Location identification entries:
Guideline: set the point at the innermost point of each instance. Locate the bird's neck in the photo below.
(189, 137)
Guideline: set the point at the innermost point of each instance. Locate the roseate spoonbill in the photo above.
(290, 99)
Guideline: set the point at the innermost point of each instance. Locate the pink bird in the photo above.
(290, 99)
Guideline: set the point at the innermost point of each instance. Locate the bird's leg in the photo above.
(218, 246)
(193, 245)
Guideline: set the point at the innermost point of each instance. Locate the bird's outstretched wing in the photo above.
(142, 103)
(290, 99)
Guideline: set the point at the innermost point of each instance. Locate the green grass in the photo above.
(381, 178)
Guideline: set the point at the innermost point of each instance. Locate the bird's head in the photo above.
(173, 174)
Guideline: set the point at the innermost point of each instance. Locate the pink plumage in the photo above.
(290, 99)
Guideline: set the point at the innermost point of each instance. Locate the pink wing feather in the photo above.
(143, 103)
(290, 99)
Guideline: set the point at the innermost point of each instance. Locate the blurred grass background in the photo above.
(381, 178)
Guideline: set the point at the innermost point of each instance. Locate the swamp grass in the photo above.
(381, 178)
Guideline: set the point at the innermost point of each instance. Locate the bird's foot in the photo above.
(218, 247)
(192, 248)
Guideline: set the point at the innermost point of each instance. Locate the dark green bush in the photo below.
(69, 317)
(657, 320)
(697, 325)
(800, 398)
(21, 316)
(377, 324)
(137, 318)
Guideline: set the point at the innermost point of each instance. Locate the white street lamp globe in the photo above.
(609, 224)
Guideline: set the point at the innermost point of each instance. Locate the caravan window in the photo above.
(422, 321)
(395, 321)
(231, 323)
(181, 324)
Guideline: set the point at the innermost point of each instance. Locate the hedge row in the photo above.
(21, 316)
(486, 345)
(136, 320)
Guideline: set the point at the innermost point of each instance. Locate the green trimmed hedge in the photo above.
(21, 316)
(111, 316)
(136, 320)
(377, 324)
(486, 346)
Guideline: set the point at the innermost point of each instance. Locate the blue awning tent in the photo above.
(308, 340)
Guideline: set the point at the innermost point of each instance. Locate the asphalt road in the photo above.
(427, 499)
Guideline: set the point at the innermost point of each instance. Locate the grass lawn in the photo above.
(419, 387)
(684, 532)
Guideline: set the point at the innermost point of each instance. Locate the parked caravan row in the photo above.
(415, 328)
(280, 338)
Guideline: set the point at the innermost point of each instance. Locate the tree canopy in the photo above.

§ **SHORT PROBLEM**
Write every entry out again exactly.

§ **WRITTEN SOLUTION**
Guideline: set the point at the innermost point of each instance. Locate the bird's neck in the photo below.
(189, 137)
Guideline: set the point at the innermost point of each instance. Locate the roseate spoonbill in the photo above.
(290, 99)
Guideline: set the point at the innermost point of each instance. Locate the pink bird in the photo above.
(290, 99)
Guideline: set the point at the innermost point of each instance. Locate the bird's leg in the photo above.
(218, 246)
(193, 245)
Guideline: set the point at the innermost point of each instance. Locate the bird's outstretched wing in the photo above.
(142, 103)
(290, 99)
Guideline: set the point at the innermost point of each instance. Locate the green grass in the photo above.
(381, 178)
Guideline: set the point at the innermost point of each instance. Locate the bird's head in the photo above.
(173, 174)
Guideline: set the point at the innermost point of each instance. Locate the pink plumage in the photo above.
(290, 99)
Guideline: set the point at the innermost point of each instance. Locate the pink wing feather in the photo above.
(143, 103)
(290, 99)
Guideline: set the point at the innermost point of each instance. Locate the blurred grass background in the photo above.
(381, 178)
Guideline: set the point at the innermost point of each instance. Locate the swamp grass in the photo above.
(381, 178)
Guideline: set the point at the innermost point of each instance. Locate the bird's foot in the photo above.
(218, 247)
(192, 248)
Guideline: set the point at the innermost point of each instance. Locate the dark green bush in the photo below.
(69, 317)
(657, 320)
(697, 325)
(800, 398)
(21, 316)
(377, 324)
(137, 318)
Guideline: set the point at the innermost point of each instance. Locate the white street lamp globe in the photo above.
(609, 224)
Guideline: set the point at the innermost point of each instance. Locate the caravan window in the photo above.
(422, 321)
(395, 321)
(231, 323)
(181, 324)
Guideline: set the point at the innermost point of each instance. Locate the hedge row in the photo above.
(21, 316)
(486, 345)
(136, 320)
Guideline: set the point at the innermost point of each instance. Locate the green trimmed hedge in the photo above.
(21, 316)
(111, 316)
(136, 320)
(377, 324)
(486, 346)
Guideline: set the point at the innermost point of each instance. Locate the blue awning tent in the photo above.
(308, 340)
Guideline: set the point at the innermost point of each instance. Locate the asphalt road in the photo above.
(427, 499)
Guideline: set the point at the innermost point of each instance. Locate the grass lawn in the photo above.
(419, 387)
(684, 532)
Guideline: set the point at the innermost point of each instance. Locate the parked caravan row in the photo above.
(415, 328)
(280, 338)
Guideline: set the point at the innermost point of each instance. Locate the tree canopy in the photo above.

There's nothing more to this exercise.